**To be done:**
Please swap "blue hockey helmet" for "blue helmet" in the part of the data below that opens with the line containing "Each instance of the blue hockey helmet" and closes with the line containing "[[504, 57], [569, 100]]", changing nothing else. Return only those lines.

**Input:**
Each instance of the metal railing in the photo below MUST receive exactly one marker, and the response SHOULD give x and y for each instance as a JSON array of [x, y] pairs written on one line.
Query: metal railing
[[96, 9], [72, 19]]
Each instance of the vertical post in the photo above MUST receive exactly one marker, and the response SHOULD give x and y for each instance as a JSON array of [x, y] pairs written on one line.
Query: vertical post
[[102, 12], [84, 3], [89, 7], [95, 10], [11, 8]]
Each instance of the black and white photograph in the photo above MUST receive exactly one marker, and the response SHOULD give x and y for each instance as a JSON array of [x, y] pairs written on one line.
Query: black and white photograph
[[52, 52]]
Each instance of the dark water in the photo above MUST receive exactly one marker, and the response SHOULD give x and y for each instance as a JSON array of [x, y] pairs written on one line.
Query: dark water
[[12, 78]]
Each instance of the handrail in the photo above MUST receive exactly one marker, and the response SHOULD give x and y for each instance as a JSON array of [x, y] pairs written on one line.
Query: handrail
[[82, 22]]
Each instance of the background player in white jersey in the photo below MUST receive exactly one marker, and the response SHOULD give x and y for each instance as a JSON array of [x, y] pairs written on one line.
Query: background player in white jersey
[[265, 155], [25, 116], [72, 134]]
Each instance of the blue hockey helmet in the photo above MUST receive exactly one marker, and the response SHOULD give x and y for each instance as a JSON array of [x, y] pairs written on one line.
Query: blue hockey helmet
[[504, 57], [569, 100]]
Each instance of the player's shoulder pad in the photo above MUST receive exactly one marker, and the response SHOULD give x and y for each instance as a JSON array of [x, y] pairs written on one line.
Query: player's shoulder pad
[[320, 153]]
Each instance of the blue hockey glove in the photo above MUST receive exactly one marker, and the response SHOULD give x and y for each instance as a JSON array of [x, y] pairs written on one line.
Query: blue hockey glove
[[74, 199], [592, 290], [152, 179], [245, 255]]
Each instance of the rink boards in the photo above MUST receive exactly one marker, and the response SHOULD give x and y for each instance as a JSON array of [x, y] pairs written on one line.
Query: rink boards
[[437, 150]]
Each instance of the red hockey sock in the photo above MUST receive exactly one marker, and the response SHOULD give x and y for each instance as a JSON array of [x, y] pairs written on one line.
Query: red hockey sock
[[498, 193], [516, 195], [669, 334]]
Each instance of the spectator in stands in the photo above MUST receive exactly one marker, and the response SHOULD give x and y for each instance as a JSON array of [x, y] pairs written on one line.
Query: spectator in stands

**Solved problem:**
Each instance of the blue helmet in the photo above MUST receive exactly one marker, and the response SHOULD give x and y for each instance as a JSON array of [x, y] pairs written on one line.
Query: blue helmet
[[504, 57], [569, 100]]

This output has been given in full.